— begin Input material —

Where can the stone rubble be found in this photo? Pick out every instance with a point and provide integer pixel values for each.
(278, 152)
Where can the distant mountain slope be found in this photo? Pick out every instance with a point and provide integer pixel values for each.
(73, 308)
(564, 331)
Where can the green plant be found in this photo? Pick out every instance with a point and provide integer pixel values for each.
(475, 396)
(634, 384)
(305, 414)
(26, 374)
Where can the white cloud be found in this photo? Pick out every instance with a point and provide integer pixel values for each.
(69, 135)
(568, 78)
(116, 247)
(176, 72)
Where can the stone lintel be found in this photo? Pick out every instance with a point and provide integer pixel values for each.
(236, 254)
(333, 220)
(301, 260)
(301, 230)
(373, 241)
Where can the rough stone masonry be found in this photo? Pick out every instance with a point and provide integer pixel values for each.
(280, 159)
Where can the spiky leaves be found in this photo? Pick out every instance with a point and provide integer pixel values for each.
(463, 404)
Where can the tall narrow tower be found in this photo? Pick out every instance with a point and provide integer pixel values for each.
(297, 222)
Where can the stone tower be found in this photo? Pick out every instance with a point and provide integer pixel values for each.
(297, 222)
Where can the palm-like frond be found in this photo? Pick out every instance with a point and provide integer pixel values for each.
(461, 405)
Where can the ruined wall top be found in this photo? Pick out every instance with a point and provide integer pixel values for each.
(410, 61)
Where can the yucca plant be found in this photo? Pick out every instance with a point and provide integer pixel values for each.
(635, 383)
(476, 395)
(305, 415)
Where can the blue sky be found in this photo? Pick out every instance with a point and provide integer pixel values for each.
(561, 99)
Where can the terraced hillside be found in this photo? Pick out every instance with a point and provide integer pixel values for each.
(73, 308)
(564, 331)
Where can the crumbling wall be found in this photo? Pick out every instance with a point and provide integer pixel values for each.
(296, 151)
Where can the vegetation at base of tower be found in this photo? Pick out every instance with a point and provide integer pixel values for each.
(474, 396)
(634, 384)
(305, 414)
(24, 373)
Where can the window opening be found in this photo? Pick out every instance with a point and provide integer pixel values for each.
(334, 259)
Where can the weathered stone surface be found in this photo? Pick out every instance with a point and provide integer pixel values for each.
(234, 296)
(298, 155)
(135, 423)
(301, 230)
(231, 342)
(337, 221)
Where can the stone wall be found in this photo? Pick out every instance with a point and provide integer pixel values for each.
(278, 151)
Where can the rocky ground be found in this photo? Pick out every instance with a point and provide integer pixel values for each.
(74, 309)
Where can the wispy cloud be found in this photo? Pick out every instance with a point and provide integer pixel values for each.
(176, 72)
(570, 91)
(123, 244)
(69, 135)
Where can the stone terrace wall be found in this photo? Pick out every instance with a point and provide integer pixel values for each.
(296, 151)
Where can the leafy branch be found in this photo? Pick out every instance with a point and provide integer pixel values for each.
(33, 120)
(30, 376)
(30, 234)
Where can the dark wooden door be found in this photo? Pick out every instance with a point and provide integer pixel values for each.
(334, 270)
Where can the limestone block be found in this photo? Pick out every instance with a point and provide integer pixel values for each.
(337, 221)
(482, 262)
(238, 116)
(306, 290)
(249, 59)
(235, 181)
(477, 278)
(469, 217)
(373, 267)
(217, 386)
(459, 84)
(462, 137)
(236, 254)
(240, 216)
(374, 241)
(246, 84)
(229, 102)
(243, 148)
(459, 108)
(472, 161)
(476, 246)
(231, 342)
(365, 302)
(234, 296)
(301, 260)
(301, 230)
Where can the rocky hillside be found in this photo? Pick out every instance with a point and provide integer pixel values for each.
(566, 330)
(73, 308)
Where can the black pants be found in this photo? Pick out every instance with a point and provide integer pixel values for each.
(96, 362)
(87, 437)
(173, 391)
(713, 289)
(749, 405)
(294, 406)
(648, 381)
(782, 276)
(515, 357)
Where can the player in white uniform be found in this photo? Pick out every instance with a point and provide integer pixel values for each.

— end Input material —

## [Exercise details]
Produce an exact repeat of the lines from the one containing "Where can the rocky hillside" through the last line of the data, and nothing more.

## [Response to this exercise]
Where can the rocky hillside be found in this photo? Pick out every instance with a point and provide integer pixel values for each.
(566, 330)
(73, 308)
Where can the black pants be found in this photo? Pick out every instance with a point and provide integer pixel values for each.
(96, 362)
(87, 437)
(173, 391)
(713, 289)
(749, 405)
(294, 406)
(648, 381)
(782, 276)
(515, 357)
Where can the player in white uniform be found in this photo? Pick out every instance with a point and provide integer pixel values for each.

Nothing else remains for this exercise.